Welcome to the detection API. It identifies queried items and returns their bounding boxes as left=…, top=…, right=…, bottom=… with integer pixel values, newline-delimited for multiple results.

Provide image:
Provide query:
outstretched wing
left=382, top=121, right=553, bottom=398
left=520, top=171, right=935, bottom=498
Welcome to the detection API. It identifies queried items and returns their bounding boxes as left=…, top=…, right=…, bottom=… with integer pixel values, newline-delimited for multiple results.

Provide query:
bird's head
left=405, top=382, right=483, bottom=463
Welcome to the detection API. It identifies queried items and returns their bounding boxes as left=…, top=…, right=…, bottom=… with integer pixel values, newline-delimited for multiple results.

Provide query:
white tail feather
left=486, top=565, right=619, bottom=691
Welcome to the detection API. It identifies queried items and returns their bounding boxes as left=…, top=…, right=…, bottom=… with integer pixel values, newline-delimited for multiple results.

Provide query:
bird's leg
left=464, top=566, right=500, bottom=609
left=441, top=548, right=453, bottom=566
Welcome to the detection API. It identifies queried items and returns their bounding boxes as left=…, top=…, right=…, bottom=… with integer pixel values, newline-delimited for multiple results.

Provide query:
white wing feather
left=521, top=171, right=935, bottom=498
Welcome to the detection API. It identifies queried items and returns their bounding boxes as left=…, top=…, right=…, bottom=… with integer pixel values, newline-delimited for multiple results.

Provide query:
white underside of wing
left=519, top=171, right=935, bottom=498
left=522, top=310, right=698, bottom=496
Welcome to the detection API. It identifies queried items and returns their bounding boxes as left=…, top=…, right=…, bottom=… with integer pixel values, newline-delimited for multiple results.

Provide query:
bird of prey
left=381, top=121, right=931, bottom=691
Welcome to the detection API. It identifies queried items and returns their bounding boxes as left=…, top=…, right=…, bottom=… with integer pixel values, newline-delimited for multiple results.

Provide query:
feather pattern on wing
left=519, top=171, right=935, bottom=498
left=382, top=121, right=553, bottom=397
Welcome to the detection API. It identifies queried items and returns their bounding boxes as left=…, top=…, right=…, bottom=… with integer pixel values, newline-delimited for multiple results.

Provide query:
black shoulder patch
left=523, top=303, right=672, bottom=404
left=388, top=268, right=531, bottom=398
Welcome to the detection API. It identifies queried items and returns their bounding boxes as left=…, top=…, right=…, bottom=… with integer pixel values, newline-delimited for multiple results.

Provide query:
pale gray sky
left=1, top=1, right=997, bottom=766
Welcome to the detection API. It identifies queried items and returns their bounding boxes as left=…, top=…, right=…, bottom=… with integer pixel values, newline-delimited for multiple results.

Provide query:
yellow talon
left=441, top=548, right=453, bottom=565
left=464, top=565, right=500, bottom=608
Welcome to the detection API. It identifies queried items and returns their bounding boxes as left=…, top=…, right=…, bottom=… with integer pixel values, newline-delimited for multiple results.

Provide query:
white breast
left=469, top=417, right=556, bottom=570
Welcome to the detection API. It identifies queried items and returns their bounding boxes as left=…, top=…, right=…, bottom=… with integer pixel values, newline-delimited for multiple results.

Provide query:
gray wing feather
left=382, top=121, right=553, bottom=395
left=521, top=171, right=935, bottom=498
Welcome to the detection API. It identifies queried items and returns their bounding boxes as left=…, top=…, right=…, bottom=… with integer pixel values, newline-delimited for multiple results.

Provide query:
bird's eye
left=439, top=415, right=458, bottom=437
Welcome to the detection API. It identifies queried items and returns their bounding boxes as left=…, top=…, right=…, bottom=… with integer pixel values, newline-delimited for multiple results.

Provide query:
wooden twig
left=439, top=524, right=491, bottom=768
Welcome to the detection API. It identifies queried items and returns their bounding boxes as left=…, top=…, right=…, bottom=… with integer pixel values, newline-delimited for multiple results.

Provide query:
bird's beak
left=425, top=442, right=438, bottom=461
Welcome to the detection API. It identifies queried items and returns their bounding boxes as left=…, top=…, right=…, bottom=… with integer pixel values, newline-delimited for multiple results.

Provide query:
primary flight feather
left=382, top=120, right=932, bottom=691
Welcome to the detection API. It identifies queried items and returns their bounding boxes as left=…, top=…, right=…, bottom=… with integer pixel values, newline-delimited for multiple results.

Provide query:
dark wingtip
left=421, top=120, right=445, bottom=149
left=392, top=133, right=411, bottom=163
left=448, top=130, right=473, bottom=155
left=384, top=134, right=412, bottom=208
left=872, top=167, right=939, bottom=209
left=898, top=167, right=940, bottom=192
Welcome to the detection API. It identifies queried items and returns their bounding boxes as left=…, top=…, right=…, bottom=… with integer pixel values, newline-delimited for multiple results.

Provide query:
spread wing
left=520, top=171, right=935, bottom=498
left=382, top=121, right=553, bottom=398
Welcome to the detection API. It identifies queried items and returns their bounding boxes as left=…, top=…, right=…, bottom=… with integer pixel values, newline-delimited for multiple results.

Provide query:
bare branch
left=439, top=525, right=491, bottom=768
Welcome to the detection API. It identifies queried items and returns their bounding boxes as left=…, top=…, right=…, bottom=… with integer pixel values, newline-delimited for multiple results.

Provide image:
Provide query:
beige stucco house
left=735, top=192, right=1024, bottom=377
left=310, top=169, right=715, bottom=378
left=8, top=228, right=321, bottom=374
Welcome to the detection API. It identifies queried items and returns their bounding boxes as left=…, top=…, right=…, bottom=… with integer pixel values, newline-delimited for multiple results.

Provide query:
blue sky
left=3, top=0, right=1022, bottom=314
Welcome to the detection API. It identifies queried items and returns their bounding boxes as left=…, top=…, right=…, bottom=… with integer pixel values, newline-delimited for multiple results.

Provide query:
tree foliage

----

- [THE TASK]: A faithful copy of every record is required; output it in full.

- [RESPONSE FOR THIS EXERCISE]:
Welcome to the detection API. It identifies queried items and returns their bounding boxes as left=…, top=…, right=…, bottom=… with integer pixel values, newline-delimited for multiple results.

Provide image:
Provide query:
outstretched wing
left=382, top=121, right=553, bottom=398
left=520, top=171, right=935, bottom=498
Welcome to the detection API. It identifies queried items and returns their bounding boxes as left=…, top=…, right=…, bottom=… with integer pixel values, newline-delimited for multiple results.

Provide query:
bird's head
left=405, top=382, right=483, bottom=463
Welcome to the detection API. It identifies queried items and returns their bounding boxes as left=…, top=…, right=…, bottom=… with integer pixel values, newline-delimited for multiple results.

Provide query:
white tail feather
left=486, top=565, right=619, bottom=691
Welcome to the detection API. It identifies queried items and returns their bounding boxes as left=…, top=…, right=…, bottom=… with integer pixel values, newline-delimited for multiple results.

Provide query:
bird's leg
left=464, top=566, right=500, bottom=609
left=441, top=548, right=453, bottom=566
Welcome to the detection API. It identifies queried items and returns their bounding boxes as left=…, top=…, right=…, bottom=… with integer pixel values, newline-delimited for multiple results.

Provide query:
white wing feather
left=521, top=171, right=935, bottom=498
Welcome to the detection API. It identifies queried items and returns their bounding boxes as left=…, top=…, right=…, bottom=… with integer pixel values, newline-delimited for multiple results.

Provide query:
white underside of wing
left=519, top=171, right=935, bottom=498
left=522, top=310, right=698, bottom=496
Welcome to the detection API. It identifies queried items and returns their bounding boxes as left=…, top=…, right=…, bottom=… with integer pixel values, newline-delimited for multiple results.

Provide query:
bird of prey
left=381, top=121, right=931, bottom=691
Welcome to the detection API. It identifies queried items and returns their bounding boxes as left=…, top=…, right=…, bottom=… with integer pixel values, newline-delimited for multiple results.

Provide query:
feather pattern on wing
left=519, top=171, right=935, bottom=498
left=382, top=121, right=553, bottom=397
Welcome to the detection API. It identifies queried items and returns their bounding boxes as left=…, top=…, right=…, bottom=… with integer pixel values, newline-delimited for multiple results.

Provide query:
black shoulder patch
left=523, top=303, right=672, bottom=404
left=388, top=268, right=531, bottom=398
Welcome to the detection API. It identifies queried items and returns their bounding boxes as left=…, top=…, right=…, bottom=… with integer pixel values, newline-delimited for multiple results.

Provide query:
pale gray sky
left=1, top=1, right=997, bottom=766
Welcome to the detection API. It identifies queried items and returns their bounding boxes as left=…, top=…, right=…, bottom=… with integer pixel values, newline-delimited for multiple results.

Provide query:
yellow talon
left=441, top=548, right=453, bottom=565
left=464, top=565, right=500, bottom=608
Welcome to the detection API. It identifies queried items and returns their bounding boxes as left=…, top=…, right=…, bottom=… with integer pixel values, newline-delimited for multiple results.

Provide query:
white breast
left=469, top=417, right=556, bottom=570
Welcome to the detection API. It identifies queried items and returns their bounding boxes as left=…, top=…, right=…, bottom=… with integer pixel values, newline-delimited for multiple results.

Provide query:
gray wing feather
left=382, top=121, right=553, bottom=395
left=521, top=171, right=935, bottom=498
Welcome to the detection API. It identifies queried items and returns their bounding boxes as left=…, top=…, right=…, bottom=… with integer pixel values, newline-delimited for multiple results.

Provide query:
bird's eye
left=439, top=415, right=458, bottom=437
Welcome to the detection API. It identifies queried items and returns their bounding boxes as left=…, top=…, right=…, bottom=… with integer pixel values, newline-delimited for multiple results.

Provide query:
wooden twig
left=439, top=524, right=491, bottom=768
Welcome to the detection API. It identifies queried items and returns their bounding boxes as left=…, top=…, right=…, bottom=… with integer pixel values, newline-delimited for multiple results.

Provide query:
bird's beak
left=425, top=442, right=438, bottom=461
Welcome to the detection API. It identifies queried items and returns their bounding boxes as left=…, top=…, right=…, bottom=… with integer pixel values, newline-delimited for multiple results.

Provide query:
primary flight feather
left=382, top=120, right=932, bottom=691
Welcome to the detection API. It identifies queried items and returns their bounding boxes as left=…, top=…, right=…, bottom=… with integer pixel values, newline-delimited for multiple results.

Provide query:
dark wingtip
left=421, top=120, right=445, bottom=149
left=392, top=133, right=411, bottom=163
left=448, top=130, right=473, bottom=155
left=384, top=134, right=412, bottom=208
left=872, top=167, right=939, bottom=209
left=898, top=167, right=940, bottom=192
Welcome to the detection API. It identifies queried items and returns their bounding boxes as left=…, top=…, right=…, bottom=… with integer pixel values, newline-delimited for multiple results.

Provide query:
spread wing
left=520, top=171, right=935, bottom=498
left=382, top=121, right=553, bottom=398
Welcome to the detection API. It identifies queried items and returns their bounding boxes as left=…, top=…, right=…, bottom=… with integer pixel values, newline-delimited for multiple results.

Provide query:
bare branch
left=439, top=525, right=491, bottom=768
Welcome to the detection API. It identifies queried items and returns their bounding boxes as left=…, top=…, right=…, bottom=… with integer pixel values, newline-delimited for multiple results.

Provide image:
Provide query:
beige stucco house
left=735, top=192, right=1024, bottom=377
left=310, top=169, right=715, bottom=378
left=8, top=228, right=321, bottom=374
Welcome to the detection API. It identifies queried items and returns their bounding boxes as left=…, top=…, right=…, bottom=… with integer pixel values, newline-delimited for multiple results.

Provide query:
blue sky
left=3, top=0, right=1022, bottom=314
Welcome to the detection API. It identifies queried items and returns their bounding boxes as left=…, top=…, right=…, bottom=… with integer pixel values, newline-delimited for multiple results.

Provide query:
tree foliage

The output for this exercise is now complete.